- STATED EXERCISE -
Rescale the entries from the line with "Return the outline of every instance of the tree" up to and including the line with "11 155 L 12". Reproduce every line in that range, requests included, but multiply each number in the answers (the viewBox dimensions and the path coordinates) by 0.4 and round to the nearest whole number, with halves rounding up.

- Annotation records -
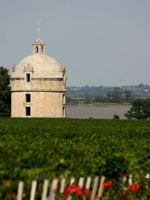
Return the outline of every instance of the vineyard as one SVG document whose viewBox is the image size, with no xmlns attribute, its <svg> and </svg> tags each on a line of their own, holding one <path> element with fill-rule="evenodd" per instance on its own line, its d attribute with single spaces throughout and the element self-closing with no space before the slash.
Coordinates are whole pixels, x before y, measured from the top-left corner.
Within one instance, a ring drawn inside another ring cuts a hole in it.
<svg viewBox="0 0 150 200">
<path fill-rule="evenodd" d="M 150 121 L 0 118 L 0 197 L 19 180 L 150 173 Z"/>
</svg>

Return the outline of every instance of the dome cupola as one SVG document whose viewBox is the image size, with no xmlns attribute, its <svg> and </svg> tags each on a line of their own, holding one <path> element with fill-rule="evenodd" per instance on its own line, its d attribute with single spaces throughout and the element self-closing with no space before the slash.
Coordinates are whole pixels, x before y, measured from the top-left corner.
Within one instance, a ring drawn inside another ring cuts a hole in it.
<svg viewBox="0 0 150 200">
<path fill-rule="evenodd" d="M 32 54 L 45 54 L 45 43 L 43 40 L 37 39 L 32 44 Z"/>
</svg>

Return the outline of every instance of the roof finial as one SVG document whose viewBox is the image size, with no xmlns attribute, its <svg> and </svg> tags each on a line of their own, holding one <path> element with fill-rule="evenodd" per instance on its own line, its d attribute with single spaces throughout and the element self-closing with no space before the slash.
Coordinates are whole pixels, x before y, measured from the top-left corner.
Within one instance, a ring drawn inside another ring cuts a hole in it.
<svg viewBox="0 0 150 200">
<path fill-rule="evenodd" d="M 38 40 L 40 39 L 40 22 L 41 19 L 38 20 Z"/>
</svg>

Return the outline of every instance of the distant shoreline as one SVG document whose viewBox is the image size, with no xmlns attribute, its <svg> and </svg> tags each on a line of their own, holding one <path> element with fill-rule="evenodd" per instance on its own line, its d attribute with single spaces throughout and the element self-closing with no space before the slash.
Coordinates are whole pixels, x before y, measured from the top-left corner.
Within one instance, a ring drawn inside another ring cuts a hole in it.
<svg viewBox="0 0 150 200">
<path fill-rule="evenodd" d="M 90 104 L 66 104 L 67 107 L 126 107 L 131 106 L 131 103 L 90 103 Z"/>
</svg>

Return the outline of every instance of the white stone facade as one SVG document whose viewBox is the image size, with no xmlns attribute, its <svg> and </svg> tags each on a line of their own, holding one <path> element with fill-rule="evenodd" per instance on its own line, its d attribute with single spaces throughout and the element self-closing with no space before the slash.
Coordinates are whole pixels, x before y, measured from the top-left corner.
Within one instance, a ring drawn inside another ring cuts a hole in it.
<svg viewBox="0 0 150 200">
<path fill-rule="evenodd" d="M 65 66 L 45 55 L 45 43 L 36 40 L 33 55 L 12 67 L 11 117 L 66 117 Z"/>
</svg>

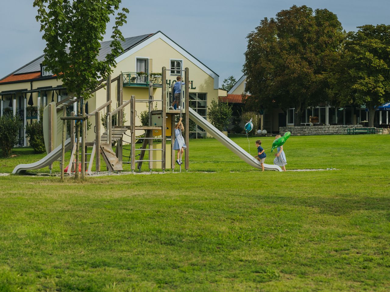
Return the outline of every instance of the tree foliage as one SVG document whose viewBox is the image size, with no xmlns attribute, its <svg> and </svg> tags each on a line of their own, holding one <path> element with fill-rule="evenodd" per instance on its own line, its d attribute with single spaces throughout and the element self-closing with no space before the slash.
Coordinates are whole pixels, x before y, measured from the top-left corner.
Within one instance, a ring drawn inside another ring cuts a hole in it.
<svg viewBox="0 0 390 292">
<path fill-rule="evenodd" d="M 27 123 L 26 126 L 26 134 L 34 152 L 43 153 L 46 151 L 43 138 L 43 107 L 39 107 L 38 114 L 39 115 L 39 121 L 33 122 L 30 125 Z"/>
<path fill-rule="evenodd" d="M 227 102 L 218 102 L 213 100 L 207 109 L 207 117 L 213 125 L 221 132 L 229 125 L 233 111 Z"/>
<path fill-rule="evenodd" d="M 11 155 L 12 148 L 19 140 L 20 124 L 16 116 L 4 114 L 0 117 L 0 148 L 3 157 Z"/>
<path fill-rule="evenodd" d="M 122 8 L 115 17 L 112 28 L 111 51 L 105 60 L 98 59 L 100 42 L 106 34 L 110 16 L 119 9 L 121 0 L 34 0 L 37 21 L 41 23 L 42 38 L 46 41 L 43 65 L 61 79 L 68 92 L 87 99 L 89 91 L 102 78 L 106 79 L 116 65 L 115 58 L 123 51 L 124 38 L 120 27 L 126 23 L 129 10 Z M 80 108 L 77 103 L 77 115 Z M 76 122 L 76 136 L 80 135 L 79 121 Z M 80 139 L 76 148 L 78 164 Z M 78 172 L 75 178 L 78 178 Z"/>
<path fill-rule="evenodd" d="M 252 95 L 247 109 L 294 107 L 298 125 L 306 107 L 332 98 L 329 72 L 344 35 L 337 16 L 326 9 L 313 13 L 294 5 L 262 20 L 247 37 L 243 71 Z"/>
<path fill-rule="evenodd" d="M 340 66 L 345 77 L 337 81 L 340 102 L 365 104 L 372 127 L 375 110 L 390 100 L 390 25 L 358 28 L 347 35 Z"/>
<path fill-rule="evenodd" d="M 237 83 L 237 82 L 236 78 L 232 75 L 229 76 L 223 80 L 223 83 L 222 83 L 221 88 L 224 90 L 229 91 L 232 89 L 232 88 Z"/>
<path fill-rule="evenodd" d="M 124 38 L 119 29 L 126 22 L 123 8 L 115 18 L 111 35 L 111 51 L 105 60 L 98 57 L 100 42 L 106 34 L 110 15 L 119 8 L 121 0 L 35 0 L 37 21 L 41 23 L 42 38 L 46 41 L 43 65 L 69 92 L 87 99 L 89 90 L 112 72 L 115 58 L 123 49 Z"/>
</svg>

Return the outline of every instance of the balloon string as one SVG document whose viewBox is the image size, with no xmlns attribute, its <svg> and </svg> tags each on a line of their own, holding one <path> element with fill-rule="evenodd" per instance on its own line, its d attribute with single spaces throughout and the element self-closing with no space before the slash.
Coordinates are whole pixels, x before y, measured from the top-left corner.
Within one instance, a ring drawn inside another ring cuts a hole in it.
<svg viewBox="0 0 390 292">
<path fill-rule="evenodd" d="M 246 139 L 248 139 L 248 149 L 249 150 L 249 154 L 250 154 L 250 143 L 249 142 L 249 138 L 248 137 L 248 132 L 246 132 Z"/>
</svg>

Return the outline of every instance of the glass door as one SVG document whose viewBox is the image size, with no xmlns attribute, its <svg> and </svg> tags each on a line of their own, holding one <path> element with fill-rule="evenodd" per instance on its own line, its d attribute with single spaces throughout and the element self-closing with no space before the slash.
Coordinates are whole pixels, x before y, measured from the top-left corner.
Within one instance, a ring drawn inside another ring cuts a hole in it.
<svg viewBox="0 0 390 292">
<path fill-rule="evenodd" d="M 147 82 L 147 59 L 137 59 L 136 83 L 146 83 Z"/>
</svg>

--

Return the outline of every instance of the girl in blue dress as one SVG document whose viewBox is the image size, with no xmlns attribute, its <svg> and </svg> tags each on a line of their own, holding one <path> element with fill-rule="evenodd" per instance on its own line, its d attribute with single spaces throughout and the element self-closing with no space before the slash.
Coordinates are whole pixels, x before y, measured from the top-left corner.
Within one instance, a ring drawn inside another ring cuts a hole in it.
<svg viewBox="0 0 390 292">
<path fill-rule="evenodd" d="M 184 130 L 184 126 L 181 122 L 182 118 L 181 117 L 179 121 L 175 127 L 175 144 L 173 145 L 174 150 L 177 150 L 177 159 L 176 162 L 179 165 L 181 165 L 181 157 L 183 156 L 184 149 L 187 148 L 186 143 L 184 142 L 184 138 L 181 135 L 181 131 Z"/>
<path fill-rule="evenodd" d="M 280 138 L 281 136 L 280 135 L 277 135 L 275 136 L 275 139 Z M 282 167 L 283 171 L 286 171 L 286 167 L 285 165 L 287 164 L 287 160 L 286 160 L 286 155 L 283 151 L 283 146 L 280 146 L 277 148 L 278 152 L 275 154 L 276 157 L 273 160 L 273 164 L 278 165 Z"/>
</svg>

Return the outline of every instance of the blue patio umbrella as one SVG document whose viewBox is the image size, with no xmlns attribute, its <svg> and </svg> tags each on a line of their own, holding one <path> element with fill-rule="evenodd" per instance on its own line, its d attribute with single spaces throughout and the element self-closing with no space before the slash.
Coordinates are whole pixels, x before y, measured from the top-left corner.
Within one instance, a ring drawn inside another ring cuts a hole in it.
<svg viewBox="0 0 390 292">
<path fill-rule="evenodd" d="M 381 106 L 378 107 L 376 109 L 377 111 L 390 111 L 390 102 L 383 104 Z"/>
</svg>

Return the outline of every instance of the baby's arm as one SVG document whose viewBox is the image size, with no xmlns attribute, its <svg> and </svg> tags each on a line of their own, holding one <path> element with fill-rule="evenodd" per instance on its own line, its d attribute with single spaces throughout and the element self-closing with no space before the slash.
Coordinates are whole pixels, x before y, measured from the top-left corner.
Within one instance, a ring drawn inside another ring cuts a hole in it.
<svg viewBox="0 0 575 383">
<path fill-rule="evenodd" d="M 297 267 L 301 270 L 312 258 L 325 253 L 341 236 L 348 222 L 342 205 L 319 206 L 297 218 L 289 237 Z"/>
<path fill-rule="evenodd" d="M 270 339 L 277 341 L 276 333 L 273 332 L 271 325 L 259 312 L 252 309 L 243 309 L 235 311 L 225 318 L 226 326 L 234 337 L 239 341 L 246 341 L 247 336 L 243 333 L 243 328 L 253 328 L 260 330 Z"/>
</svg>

- EXPECTED ANSWER -
Return the outline of every instance of the tree foliage as one SVG document whose viewBox is the image size, with no xmlns attribute, its <svg> and </svg> tags each on a line of their own, holding one <path> element with fill-rule="evenodd" per instance on its own line, its d attribute with single spaces throughout and the element self-closing with no space before the slash.
Coordinates are whole pixels, x before y, measured from the top-left corner.
Within one instance, a ring drawn inside another ring cuts a hole in it.
<svg viewBox="0 0 156 117">
<path fill-rule="evenodd" d="M 11 49 L 10 50 L 10 54 L 14 61 L 17 61 L 18 60 L 17 55 L 17 43 L 16 43 L 15 46 L 16 46 L 16 48 L 13 49 L 12 50 Z"/>
<path fill-rule="evenodd" d="M 91 41 L 87 41 L 85 40 L 83 44 L 83 47 L 85 50 L 88 53 L 92 50 L 93 44 Z"/>
<path fill-rule="evenodd" d="M 4 62 L 5 59 L 8 56 L 8 50 L 6 46 L 2 46 L 0 47 L 0 59 L 1 63 Z"/>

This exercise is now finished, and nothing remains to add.